=== Exercise description ===
Each record below needs to be written out exactly as it reads.

Records drawn from a dataset
┄┄┄┄┄┄
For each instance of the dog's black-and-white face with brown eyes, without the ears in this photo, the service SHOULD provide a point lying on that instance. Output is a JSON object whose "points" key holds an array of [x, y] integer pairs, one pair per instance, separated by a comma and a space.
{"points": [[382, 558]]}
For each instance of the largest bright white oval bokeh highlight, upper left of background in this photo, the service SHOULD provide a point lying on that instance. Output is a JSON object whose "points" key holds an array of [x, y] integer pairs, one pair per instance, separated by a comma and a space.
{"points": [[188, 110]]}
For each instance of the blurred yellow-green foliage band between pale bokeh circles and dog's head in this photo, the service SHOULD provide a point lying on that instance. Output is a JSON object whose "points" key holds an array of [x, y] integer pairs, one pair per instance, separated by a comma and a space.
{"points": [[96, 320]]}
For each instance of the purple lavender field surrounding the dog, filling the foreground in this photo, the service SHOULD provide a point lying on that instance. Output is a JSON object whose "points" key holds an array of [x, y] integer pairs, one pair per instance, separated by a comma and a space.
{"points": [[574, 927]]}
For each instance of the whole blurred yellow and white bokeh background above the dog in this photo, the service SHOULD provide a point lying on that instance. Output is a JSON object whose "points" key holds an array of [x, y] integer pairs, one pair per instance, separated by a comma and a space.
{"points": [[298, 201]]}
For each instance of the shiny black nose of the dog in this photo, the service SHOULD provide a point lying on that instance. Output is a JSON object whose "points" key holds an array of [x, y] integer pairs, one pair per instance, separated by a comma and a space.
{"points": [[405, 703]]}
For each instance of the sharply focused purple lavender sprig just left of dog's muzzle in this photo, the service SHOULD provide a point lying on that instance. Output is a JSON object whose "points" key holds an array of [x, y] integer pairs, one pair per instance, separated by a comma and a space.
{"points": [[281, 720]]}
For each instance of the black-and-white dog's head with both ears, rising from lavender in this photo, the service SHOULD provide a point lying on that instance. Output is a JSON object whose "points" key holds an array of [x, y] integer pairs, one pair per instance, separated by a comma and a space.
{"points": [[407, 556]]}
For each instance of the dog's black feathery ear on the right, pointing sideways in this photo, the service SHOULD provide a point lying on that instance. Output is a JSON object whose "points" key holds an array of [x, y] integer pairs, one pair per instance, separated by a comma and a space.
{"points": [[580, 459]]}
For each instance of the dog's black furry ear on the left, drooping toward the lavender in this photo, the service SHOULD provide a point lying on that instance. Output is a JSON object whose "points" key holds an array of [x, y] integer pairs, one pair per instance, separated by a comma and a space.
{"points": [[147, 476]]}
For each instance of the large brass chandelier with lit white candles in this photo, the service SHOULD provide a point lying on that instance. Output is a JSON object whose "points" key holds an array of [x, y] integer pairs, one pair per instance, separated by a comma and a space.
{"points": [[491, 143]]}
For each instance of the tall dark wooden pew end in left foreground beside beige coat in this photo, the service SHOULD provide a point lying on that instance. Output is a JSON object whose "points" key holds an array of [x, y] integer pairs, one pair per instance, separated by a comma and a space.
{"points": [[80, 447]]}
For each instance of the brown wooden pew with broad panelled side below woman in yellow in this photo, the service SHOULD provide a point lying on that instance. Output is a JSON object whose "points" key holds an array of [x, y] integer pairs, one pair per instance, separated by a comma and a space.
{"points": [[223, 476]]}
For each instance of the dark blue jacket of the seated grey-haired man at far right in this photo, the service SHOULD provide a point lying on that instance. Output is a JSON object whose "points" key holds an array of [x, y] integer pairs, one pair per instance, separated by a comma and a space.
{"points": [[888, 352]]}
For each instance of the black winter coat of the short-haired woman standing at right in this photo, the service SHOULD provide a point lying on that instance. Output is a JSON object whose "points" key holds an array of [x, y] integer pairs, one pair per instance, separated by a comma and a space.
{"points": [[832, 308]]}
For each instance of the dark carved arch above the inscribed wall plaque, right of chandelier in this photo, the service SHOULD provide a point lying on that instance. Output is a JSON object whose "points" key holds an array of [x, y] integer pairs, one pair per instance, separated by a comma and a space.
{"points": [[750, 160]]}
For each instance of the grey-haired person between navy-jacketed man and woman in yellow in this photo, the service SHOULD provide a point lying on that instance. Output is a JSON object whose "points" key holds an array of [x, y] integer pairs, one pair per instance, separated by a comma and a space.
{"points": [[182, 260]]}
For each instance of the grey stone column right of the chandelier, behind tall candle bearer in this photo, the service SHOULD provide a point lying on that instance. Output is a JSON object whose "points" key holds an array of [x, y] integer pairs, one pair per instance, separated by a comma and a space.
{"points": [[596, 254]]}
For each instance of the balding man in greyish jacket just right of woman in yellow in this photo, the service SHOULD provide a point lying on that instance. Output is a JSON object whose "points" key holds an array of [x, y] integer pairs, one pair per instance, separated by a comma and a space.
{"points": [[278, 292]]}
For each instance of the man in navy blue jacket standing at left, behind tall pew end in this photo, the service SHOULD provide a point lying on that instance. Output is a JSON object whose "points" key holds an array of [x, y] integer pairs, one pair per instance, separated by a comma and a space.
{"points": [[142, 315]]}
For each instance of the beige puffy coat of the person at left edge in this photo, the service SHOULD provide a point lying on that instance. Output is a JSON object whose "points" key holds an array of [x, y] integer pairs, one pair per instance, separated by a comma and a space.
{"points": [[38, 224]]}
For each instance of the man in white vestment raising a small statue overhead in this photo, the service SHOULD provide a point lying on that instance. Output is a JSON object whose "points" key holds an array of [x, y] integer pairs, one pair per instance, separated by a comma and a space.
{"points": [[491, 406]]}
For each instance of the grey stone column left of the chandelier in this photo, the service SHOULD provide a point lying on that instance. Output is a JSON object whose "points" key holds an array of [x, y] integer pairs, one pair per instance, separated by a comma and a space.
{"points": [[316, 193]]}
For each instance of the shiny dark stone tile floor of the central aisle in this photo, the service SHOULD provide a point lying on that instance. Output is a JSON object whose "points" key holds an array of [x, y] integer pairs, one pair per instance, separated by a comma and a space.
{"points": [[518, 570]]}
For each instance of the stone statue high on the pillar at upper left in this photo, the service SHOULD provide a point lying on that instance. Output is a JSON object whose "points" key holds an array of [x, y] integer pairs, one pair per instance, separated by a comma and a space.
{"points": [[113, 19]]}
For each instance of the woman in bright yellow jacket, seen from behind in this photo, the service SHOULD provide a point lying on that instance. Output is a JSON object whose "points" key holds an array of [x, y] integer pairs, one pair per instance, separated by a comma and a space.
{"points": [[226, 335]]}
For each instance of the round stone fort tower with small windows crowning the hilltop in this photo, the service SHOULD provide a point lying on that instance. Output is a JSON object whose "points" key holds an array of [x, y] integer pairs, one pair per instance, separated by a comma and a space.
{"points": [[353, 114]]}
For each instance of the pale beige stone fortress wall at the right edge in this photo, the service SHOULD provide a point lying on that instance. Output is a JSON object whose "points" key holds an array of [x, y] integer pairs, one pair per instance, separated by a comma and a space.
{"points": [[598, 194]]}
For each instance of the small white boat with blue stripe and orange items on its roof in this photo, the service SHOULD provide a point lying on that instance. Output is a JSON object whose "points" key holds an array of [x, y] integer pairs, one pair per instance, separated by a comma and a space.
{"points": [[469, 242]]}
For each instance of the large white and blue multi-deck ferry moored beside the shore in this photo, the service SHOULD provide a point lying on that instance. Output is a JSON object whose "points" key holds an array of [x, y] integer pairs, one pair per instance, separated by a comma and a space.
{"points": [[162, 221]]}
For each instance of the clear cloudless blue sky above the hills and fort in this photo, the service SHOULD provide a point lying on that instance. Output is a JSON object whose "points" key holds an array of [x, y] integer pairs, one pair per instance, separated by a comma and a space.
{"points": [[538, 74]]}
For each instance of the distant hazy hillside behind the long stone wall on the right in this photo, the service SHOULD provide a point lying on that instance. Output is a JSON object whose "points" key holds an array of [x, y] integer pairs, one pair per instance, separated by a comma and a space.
┄┄┄┄┄┄
=== Response area ===
For each instance of the dog's black-and-white face with brown eyes, without the ears in this photo, the service SHOULD provide a point lying on that instance. Output is a JSON object whose "points" key holds an array of [x, y] integer pairs, one pair per instance, separated by a comma and a space.
{"points": [[382, 558]]}
For each instance of the largest bright white oval bokeh highlight, upper left of background in this photo, the service SHOULD provide a point lying on that instance. Output is a JSON object whose "points" key holds an array of [x, y] integer pairs, one pair per instance, separated by a comma and a space.
{"points": [[188, 110]]}
For each instance of the blurred yellow-green foliage band between pale bokeh circles and dog's head in this photo, the service SHOULD provide a point lying on that instance. Output is a JSON object whose "points" key holds an array of [x, y] integer pairs, one pair per instance, separated by a comma and a space.
{"points": [[96, 320]]}
For each instance of the purple lavender field surrounding the dog, filling the foreground in this photo, the service SHOULD provide a point lying on that instance. Output is a JSON object whose "points" key holds an array of [x, y] integer pairs, one pair per instance, separated by a comma and a space.
{"points": [[574, 927]]}
For each instance of the whole blurred yellow and white bokeh background above the dog in this photo, the service SHOULD provide a point lying on that instance. Output is a JSON object whose "points" key holds an array of [x, y] integer pairs, one pair per instance, separated by a comma and a space.
{"points": [[298, 201]]}
For each instance of the shiny black nose of the dog in this photo, the service SHOULD provide a point lying on that instance. Output is a JSON object whose "points" key holds an array of [x, y] integer pairs, one pair per instance, separated by a comma and a space.
{"points": [[405, 703]]}
For each instance of the sharply focused purple lavender sprig just left of dog's muzzle in this photo, the service SHOULD provide a point lying on that instance. Output is a JSON object whose "points" key holds an array of [x, y] integer pairs, one pair per instance, separated by a comma and a space.
{"points": [[281, 720]]}
For each instance of the black-and-white dog's head with both ears, rising from lavender in this photo, the service SHOULD provide a point lying on that instance. Output is a JSON object whose "points" key holds an array of [x, y] integer pairs, one pair per instance, separated by a comma and a space.
{"points": [[407, 556]]}
For each instance of the dog's black feathery ear on the right, pointing sideways in this photo, the service SHOULD provide a point lying on that instance. Output is a JSON object whose "points" key holds an array of [x, y] integer pairs, one pair per instance, separated by a comma and a space.
{"points": [[580, 459]]}
For each instance of the dog's black furry ear on the left, drooping toward the lavender in this photo, the service SHOULD provide a point lying on that instance. Output is a JSON object whose "points" key holds an array of [x, y] integer pairs, one pair per instance, separated by a comma and a space.
{"points": [[147, 476]]}
For each instance of the large brass chandelier with lit white candles in this photo, the service SHOULD provide a point lying on that instance. Output is a JSON object whose "points" key holds an array of [x, y] integer pairs, one pair per instance, separated by a comma and a space.
{"points": [[491, 143]]}
For each instance of the tall dark wooden pew end in left foreground beside beige coat in this photo, the service SHOULD provide a point lying on that instance. Output is a JSON object whose "points" key holds an array of [x, y] integer pairs, one pair per instance, separated by a comma and a space.
{"points": [[80, 447]]}
For each instance of the brown wooden pew with broad panelled side below woman in yellow in this photo, the service SHOULD provide a point lying on that instance. Output is a JSON object whose "points" key holds an array of [x, y] integer pairs, one pair per instance, separated by a comma and a space.
{"points": [[223, 476]]}
For each instance of the dark blue jacket of the seated grey-haired man at far right in this photo, the service SHOULD provide a point lying on that instance. Output is a JSON object whose "points" key holds an array of [x, y] integer pairs, one pair per instance, separated by a comma and a space.
{"points": [[888, 352]]}
For each instance of the black winter coat of the short-haired woman standing at right in this photo, the service SHOULD provide a point lying on that instance. Output is a JSON object whose "points" key holds an array of [x, y] integer pairs, one pair per instance, separated by a comma and a space.
{"points": [[832, 308]]}
For each instance of the dark carved arch above the inscribed wall plaque, right of chandelier in this photo, the service SHOULD provide a point lying on that instance. Output is a JSON object whose "points" key holds an array of [x, y] integer pairs, one pair per instance, separated by a comma and a space.
{"points": [[750, 160]]}
For each instance of the grey-haired person between navy-jacketed man and woman in yellow in this photo, the service SHOULD provide a point lying on that instance. Output is a JSON object whose "points" key holds an array of [x, y] integer pairs, one pair per instance, separated by a comma and a space.
{"points": [[182, 260]]}
For each instance of the grey stone column right of the chandelier, behind tall candle bearer in this photo, the service SHOULD provide a point lying on that instance. Output is a JSON object whose "points" key holds an array of [x, y] integer pairs, one pair per instance, separated by a comma and a space.
{"points": [[596, 254]]}
For each instance of the balding man in greyish jacket just right of woman in yellow in this photo, the service SHOULD provide a point lying on that instance. Output is a JSON object whose "points" key holds an array of [x, y] integer pairs, one pair per instance, separated by a comma and a space.
{"points": [[278, 292]]}
For each instance of the man in navy blue jacket standing at left, behind tall pew end in this photo, the service SHOULD provide a point lying on that instance. Output is a JSON object whose "points" key holds an array of [x, y] integer pairs, one pair per instance, separated by a comma and a space.
{"points": [[142, 315]]}
For each instance of the beige puffy coat of the person at left edge in this photo, the service SHOULD provide a point lying on that instance. Output is a JSON object whose "points" key holds an array of [x, y] integer pairs, one pair per instance, separated by a comma and a space.
{"points": [[38, 224]]}
For each instance of the man in white vestment raising a small statue overhead in this photo, the service SHOULD provide a point lying on that instance. Output is a JSON object whose "points" key holds an array of [x, y] integer pairs, one pair per instance, separated by a comma and a space.
{"points": [[491, 406]]}
For each instance of the grey stone column left of the chandelier in this photo, the service SHOULD provide a point lying on that instance. Output is a JSON object whose "points" key holds an array of [x, y] integer pairs, one pair per instance, separated by a comma and a space.
{"points": [[316, 193]]}
For each instance of the shiny dark stone tile floor of the central aisle in this photo, the service SHOULD provide a point lying on that instance. Output is a JSON object whose "points" key holds an array of [x, y] integer pairs, one pair per instance, separated by a comma and a space.
{"points": [[518, 570]]}
For each instance of the stone statue high on the pillar at upper left in this photo, the service SHOULD provide a point lying on that instance. Output is a JSON object whose "points" key holds an array of [x, y] integer pairs, one pair per instance, separated by a comma and a space.
{"points": [[113, 19]]}
For each instance of the woman in bright yellow jacket, seen from behind in this photo, the service SHOULD provide a point lying on that instance. Output is a JSON object whose "points" key holds an array of [x, y] integer pairs, one pair per instance, separated by a comma and a space.
{"points": [[226, 335]]}
For each instance of the round stone fort tower with small windows crowning the hilltop in this photo, the service SHOULD provide a point lying on that instance. Output is a JSON object whose "points" key holds an array of [x, y] integer pairs, one pair per instance, separated by a comma and a space.
{"points": [[353, 114]]}
For each instance of the pale beige stone fortress wall at the right edge in this photo, the service SHOULD provide a point lying on that instance. Output is a JSON object whose "points" key holds an array of [x, y] integer pairs, one pair per instance, separated by a comma and a space.
{"points": [[598, 194]]}
For each instance of the small white boat with blue stripe and orange items on its roof in this photo, the service SHOULD provide a point lying on that instance. Output is a JSON object whose "points" key holds an array of [x, y] integer pairs, one pair per instance, separated by a comma and a space.
{"points": [[469, 242]]}
For each instance of the large white and blue multi-deck ferry moored beside the shore in this photo, the service SHOULD provide a point lying on that instance. Output is a JSON object whose "points" key holds an array of [x, y] integer pairs, one pair per instance, separated by a comma and a space.
{"points": [[162, 221]]}
For each instance of the clear cloudless blue sky above the hills and fort in this photo, the service SHOULD provide a point lying on that instance. Output is a JSON object whose "points" key holds an array of [x, y] integer pairs, one pair per instance, separated by a comma and a space.
{"points": [[538, 74]]}
For each instance of the distant hazy hillside behind the long stone wall on the right in this photo, the service SHOULD provide a point lying on that instance. Output is a JSON object whose "points" key holds an array of [x, y] integer pairs, one pair per instance, separated by a comma and a space.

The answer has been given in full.